Exercise description
Swap every "photograph" in the lines below for "image", and write the lines out again with nothing else changed. Leave the pictures out.

The records
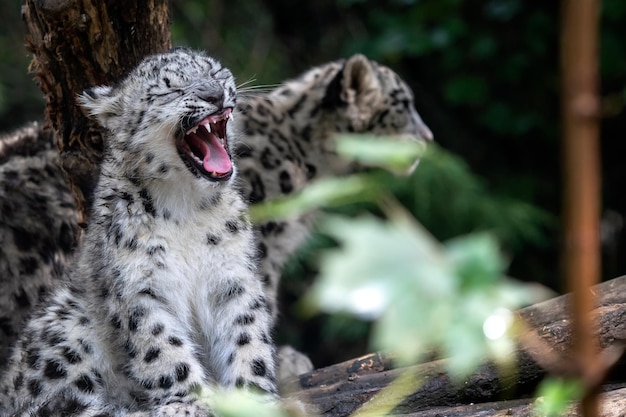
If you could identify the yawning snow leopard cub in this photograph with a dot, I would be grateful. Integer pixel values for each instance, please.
(163, 295)
(287, 133)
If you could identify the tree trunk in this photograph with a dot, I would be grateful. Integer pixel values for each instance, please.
(78, 44)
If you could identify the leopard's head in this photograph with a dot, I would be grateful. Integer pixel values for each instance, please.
(170, 115)
(366, 97)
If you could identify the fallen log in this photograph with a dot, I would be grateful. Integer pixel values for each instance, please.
(340, 389)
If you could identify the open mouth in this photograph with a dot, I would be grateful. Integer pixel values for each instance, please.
(204, 148)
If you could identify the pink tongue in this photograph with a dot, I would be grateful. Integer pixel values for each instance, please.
(216, 159)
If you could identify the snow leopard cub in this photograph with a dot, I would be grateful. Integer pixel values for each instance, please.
(164, 294)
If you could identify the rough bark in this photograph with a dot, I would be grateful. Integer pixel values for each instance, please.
(77, 44)
(341, 389)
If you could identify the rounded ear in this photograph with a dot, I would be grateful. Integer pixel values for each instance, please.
(100, 102)
(359, 81)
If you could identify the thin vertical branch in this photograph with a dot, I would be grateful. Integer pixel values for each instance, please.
(580, 107)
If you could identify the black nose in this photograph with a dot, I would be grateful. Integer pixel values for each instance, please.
(211, 94)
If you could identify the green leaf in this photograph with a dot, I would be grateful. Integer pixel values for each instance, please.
(476, 259)
(240, 403)
(328, 192)
(397, 153)
(466, 89)
(556, 396)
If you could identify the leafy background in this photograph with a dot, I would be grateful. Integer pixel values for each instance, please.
(485, 76)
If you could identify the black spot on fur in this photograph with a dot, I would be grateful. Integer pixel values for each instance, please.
(261, 250)
(166, 382)
(32, 358)
(175, 341)
(71, 356)
(130, 349)
(154, 249)
(34, 387)
(259, 368)
(233, 226)
(233, 291)
(149, 292)
(212, 239)
(152, 354)
(157, 329)
(18, 381)
(28, 265)
(21, 298)
(135, 318)
(71, 407)
(258, 189)
(84, 383)
(245, 319)
(182, 372)
(311, 171)
(116, 322)
(286, 186)
(243, 339)
(146, 199)
(54, 370)
(86, 346)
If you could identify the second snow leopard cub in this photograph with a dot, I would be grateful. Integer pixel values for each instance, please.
(164, 294)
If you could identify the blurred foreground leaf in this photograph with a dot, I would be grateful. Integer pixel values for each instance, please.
(396, 153)
(422, 295)
(556, 396)
(240, 403)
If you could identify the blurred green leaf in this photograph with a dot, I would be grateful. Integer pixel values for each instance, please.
(556, 396)
(239, 403)
(422, 295)
(327, 192)
(466, 89)
(395, 153)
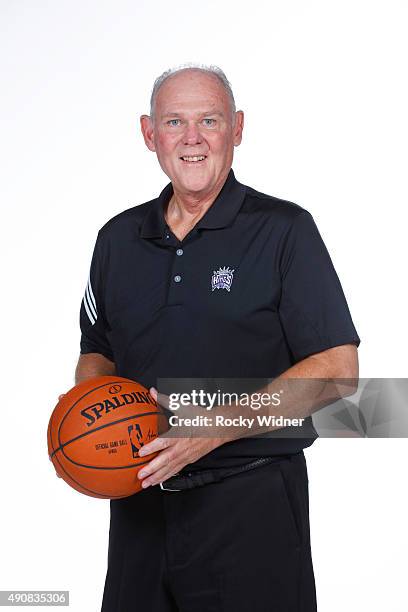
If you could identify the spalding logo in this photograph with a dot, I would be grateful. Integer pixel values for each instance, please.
(96, 411)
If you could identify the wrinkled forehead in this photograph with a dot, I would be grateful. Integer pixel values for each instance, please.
(192, 92)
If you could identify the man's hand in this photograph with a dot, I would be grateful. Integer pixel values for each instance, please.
(174, 452)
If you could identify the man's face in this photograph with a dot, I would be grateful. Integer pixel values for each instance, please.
(193, 132)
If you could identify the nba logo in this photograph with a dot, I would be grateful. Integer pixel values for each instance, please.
(135, 437)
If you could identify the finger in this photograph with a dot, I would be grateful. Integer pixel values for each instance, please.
(154, 446)
(162, 462)
(160, 398)
(160, 476)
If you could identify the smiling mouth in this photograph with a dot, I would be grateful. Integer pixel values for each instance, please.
(193, 158)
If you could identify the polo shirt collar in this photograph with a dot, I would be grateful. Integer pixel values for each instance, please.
(221, 213)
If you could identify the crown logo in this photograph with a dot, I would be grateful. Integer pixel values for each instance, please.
(222, 279)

Solution
If you could identify the yawning snow leopard cub in this image with a dot, I would be grateful. Integer pixel values for each instance, please.
(163, 295)
(287, 133)
If you could identify the tree trunk in this image with a dot, I would be grateful. Integer pixel values for each instance, please.
(78, 44)
If you could identify the leopard's head in this image with a dot, I would be grateful. Integer pixel values for each instance, please.
(170, 115)
(366, 97)
If you could identify the fallen log in this image with a dot, I would be grateful. Integer pixel values for each instance, please.
(340, 389)
If you could identify the open mouth in this image with a dot, I would be grateful. Integer pixel values for each instance, please.
(204, 148)
If you could identify the pink tongue in this image with a dot, I would be grateful. Integer pixel values for each instance, please.
(216, 159)
If you could identify the snow leopard cub in this image with a dot, I would be grateful. Integer pixel values for each instance, please.
(164, 294)
If you could identify the rough bark in this image with a dot, I would be grateful. Integer pixel values for each instance, please.
(77, 44)
(341, 389)
If you could identify the rounded ear in this image with a dot, I would be grateful. Integer pixel values for each instance, please.
(100, 102)
(359, 81)
If you could identify the thin vertical branch in this image with a dot, I would be grateful. Integer pixel values for each instance, please.
(580, 107)
If you could identify the black nose in this image with a dot, I would be grateful. Integer pixel values for each instance, please.
(211, 94)
If you could identify the green leaf in this image with a dot, I would be grateful. Integer pixel values for each instance, please.
(476, 259)
(240, 403)
(328, 192)
(397, 153)
(466, 89)
(556, 396)
If you could identify the leafy background in this image with a dot, I would be grateful. Integer pixel values for each instance, please.
(485, 76)
If you could identify the black spot on fur in this image with a dot, I would be grateful. Integer pixel values for each instance, please.
(261, 250)
(166, 382)
(32, 358)
(175, 341)
(71, 356)
(130, 349)
(154, 249)
(34, 387)
(259, 368)
(233, 226)
(233, 291)
(149, 292)
(212, 239)
(152, 354)
(157, 329)
(18, 381)
(28, 265)
(21, 298)
(135, 318)
(71, 407)
(258, 189)
(84, 383)
(245, 319)
(182, 372)
(311, 171)
(116, 322)
(286, 186)
(243, 339)
(146, 199)
(54, 370)
(86, 346)
If you could identify the second snow leopard cub in this image with a dot, I would be grateful. Integer pixel values for each instance, please.
(164, 294)
If you could identify the blurred foreground leaf in this image with a dot, I would be grateful. Integer pixel values for each instance, please.
(396, 153)
(422, 295)
(556, 396)
(240, 403)
If you could identify the blurred green leaf in this image with a dot, I would be grateful. Integer pixel values for each instance, please.
(556, 396)
(239, 403)
(422, 295)
(327, 192)
(466, 89)
(395, 153)
If you could identify the spalding logo in this image with a dot, I would be grateful. Integer pixel values for each instance, please.
(96, 411)
If you could identify the wrinkled forehead in this image with a dot, I would be grateful. Integer pixel values for each instance, please.
(192, 92)
If you could identify the man's hand in this image with a dot, I would be grateful. Integer pixel values for each instance, please.
(174, 452)
If you could identify the man's face in this image with a dot, I would be grateful. Integer pixel values for each instance, please.
(193, 132)
If you could identify the nba logo in this image with a dot, I would be grateful. Integer pixel values for each instance, please.
(135, 437)
If you could identify the finger in this image with a dot, I would be grateful. Integer pixel values for each instance, please.
(154, 446)
(162, 462)
(160, 398)
(160, 476)
If you could identify the smiling mouth in this image with a dot, I would be grateful. Integer pixel values for each instance, please.
(193, 158)
If you could identify the polo shirt collar in this image with a dot, I would be grateful. Integer pixel values for each instance, please.
(221, 213)
If you could identify the crown logo in this image with a dot, I would be grateful. Integer pixel values for each instance, please.
(222, 279)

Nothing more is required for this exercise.